## YOUR TASK
Below are records. Copy every line with "like" in it.

## DATASET ENTRIES
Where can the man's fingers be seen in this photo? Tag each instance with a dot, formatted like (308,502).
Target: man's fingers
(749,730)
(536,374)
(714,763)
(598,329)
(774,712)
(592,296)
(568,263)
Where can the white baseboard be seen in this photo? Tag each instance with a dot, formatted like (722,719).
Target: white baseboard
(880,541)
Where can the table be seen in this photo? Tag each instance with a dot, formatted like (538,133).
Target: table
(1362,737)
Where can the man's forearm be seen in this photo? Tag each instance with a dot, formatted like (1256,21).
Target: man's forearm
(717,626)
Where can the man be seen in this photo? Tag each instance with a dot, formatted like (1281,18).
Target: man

---

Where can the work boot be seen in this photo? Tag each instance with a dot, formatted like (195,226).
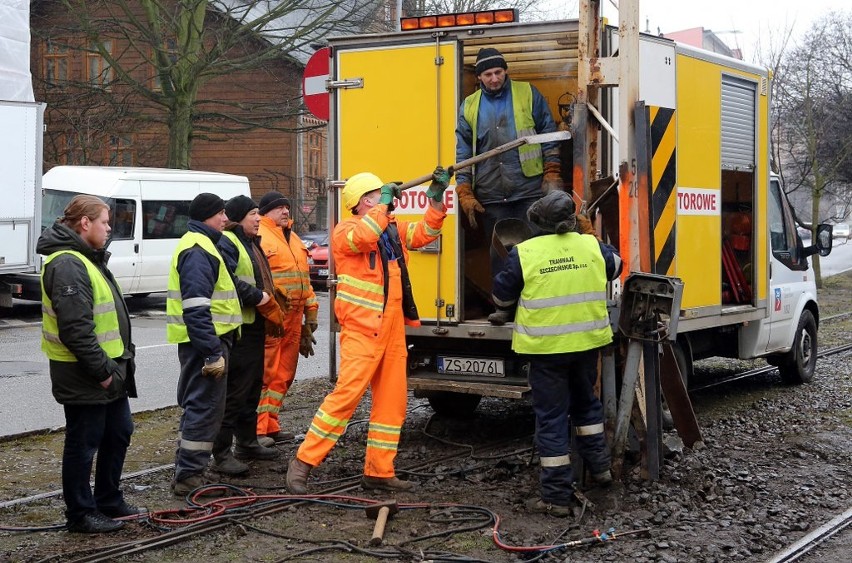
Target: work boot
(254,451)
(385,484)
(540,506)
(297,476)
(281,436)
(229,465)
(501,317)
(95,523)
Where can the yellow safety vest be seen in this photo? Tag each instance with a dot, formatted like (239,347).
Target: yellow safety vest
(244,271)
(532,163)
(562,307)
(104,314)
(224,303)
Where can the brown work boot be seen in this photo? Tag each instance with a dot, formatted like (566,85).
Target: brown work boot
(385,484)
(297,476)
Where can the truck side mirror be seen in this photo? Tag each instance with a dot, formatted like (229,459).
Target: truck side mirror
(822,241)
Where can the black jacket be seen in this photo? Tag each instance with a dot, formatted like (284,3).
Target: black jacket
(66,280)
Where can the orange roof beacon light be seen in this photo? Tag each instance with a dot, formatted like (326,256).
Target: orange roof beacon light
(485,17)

## PROBLEM SOLUTION
Where can the man's fingers be seen in this photo? Tag each instance with a dot, formatted like (308,502).
Where can the white baseboard be seen in this photo? Tag each instance with a dot, formatted like (722,719).
Where can the table be seen in this photo? Tag each instance with a dot, formatted like (538,133).
Where can the man's forearm be seen in this photo? Tag each instance with a dot, formatted like (1256,21).
Where can the man be seen in this photo? Tag each instance with a dot, formatted like (1281,18).
Where can the work boot be seen in this photo? Tag each instance with a dot, formatted like (195,226).
Where can the yellow safety vest be seen in this photo? Tag each instance with a dot, formatted like (239,347).
Where can the brown work boot be seen in this photo? Tag each instance with a dot, formatted like (566,85).
Where can the truck side mirror be seen in this photo? Tag each instance with a dot, formatted like (229,459).
Where can the black jacket be seen in this photo? Tag each instance with a dot, formatted like (284,3).
Where can the orange roof beacon light be seen in this photo? Tag each instance with a dot, formatted like (326,256).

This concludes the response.